__Supplied text__
#####
I guess it had to happen…

… at some point.

Yes, my first ‘accident’, just after writing the previous post, I headed out to do some food shopping. So stupidly enough I was simply going down to the shops (not even a mile away!) when approaching a green traffic light a blue Ford Mondeo (number plate started with MM) came out from nowhere and cleverly thought to squeeze between me and a Golf turning right. Problem was, I had a kerbed island to my left and had nowhere to go, either I hit the car or the island glow box, I went for the latter went smack onto the ground and landed on my right wrist. I thank my lucky start there were no cars behind me.

The guy stopped, apologised, asked if I was ok and if I wanted to take his number, I was so shaken I just replied “no, I just want you NOT to hit cyclists”. Should I have got his number? I was shocked and furious at his stupidity (I did want to stamp on his head, sorry!) I just wanted to see the back of him. Bike was fine, I was fine, ish, and I just wanted to get back on the saddle.

What should have I done in your opinion?

I guess after 4 months of cycling it kinda had to happen (sad though that this is to be expected) but still. I now have the suspicion he was on his mobile while driving, anyway “ifs” are no good.

A very nice cyclist behind me stopped and checked if I was ok. That was nice of him as no other car or pedestrian bothered to stop.

Anyway, onwards and upwards. I did go to the shops in the end, there’s no stopping me from making apple crumble tonight!


21 responses to “I guess it had to happen…

  1. Oh no! I am so glad that you and your bike are okay. Honestly, I would have probably done the same thing you did. Just wanted the man to go away, and not to deal with him anymore.

    • Thanks Kara : ) The kind cyclist, who stopped to see I was ok said I should have taken his number and reported him. He was probably right. I just hope that the driver was shaken as I was and thought better next time before cutting cyclists off like that.

  2. Oh gosh 😦 glad you and the bike are okay. Take care and make sure you take it easy over the next couple of days.
#####
Location labeling records:
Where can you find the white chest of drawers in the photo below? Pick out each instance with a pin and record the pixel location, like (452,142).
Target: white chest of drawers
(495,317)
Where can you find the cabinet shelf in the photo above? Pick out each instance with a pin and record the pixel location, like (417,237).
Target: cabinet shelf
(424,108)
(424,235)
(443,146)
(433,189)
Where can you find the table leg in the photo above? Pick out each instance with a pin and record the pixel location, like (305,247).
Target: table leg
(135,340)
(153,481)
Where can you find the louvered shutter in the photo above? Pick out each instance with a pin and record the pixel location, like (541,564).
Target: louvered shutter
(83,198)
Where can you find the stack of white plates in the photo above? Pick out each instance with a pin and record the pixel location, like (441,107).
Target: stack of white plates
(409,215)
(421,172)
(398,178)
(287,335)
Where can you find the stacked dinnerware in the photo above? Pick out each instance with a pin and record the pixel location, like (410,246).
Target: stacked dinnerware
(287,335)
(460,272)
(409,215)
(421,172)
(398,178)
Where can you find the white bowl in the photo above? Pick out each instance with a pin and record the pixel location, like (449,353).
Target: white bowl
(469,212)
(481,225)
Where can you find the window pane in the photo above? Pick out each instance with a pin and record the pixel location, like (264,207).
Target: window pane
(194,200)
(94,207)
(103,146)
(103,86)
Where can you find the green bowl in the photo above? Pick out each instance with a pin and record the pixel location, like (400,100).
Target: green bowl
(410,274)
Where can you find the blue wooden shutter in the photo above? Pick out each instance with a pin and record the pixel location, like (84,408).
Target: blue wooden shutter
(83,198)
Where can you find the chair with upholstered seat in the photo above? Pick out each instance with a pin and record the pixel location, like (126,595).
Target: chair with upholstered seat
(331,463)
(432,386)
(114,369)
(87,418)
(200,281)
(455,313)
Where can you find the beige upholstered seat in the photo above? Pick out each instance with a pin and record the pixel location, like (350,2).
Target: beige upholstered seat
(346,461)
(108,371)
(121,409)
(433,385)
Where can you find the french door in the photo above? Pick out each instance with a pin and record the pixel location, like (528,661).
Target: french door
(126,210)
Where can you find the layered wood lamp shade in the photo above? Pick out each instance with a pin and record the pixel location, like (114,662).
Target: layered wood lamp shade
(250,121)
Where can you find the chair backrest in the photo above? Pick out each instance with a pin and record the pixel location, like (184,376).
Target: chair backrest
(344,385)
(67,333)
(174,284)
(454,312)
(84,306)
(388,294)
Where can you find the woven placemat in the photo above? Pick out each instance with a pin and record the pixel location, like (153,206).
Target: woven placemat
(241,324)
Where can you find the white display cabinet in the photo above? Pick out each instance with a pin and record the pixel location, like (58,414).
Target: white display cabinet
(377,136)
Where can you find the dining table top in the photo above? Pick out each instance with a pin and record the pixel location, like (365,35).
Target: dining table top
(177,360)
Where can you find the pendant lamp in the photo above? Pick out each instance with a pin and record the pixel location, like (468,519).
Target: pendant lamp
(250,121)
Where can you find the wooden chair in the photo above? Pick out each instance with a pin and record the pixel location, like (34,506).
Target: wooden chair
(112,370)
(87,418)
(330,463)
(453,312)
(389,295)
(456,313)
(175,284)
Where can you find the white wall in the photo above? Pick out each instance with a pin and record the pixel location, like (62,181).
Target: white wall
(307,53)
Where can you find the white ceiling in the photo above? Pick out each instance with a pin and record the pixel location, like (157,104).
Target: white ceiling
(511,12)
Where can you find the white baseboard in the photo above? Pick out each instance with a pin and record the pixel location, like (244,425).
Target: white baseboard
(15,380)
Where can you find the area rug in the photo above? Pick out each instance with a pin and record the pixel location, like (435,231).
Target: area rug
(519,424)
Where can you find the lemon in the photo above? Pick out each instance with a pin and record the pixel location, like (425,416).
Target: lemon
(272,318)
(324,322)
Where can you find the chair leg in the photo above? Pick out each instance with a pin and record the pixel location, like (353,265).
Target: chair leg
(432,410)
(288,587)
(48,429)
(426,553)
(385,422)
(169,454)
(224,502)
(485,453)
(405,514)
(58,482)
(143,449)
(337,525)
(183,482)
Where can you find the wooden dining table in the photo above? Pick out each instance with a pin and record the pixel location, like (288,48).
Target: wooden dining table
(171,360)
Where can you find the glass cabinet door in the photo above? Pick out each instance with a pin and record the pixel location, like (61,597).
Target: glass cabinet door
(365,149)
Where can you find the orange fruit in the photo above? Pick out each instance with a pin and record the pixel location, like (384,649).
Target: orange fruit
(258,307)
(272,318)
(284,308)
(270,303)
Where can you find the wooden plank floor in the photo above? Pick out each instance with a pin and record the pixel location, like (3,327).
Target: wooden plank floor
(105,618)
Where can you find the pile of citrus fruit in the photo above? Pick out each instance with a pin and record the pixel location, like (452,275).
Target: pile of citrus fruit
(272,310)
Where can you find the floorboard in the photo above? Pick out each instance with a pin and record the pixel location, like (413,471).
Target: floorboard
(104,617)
#####
__Goals__
a: List each action the driver takes in the cycling accident post's sentence beginning "The guy stopped".
b: In the location labeling rows, rewrite the lines from the one containing "Where can you find the floorboard" through the end of the rows, replacing "floorboard" with "floor plank" and leaving everything else unchanged.

__Results__
a:
- Stopped
- Apologised
- Asked if the narrator was ok
- Asked if the narrator wanted to take his number

b:
Where can you find the floor plank in the photo above? Pick out each instance with a pin and record the pixel location, like (413,471).
Target: floor plank
(104,617)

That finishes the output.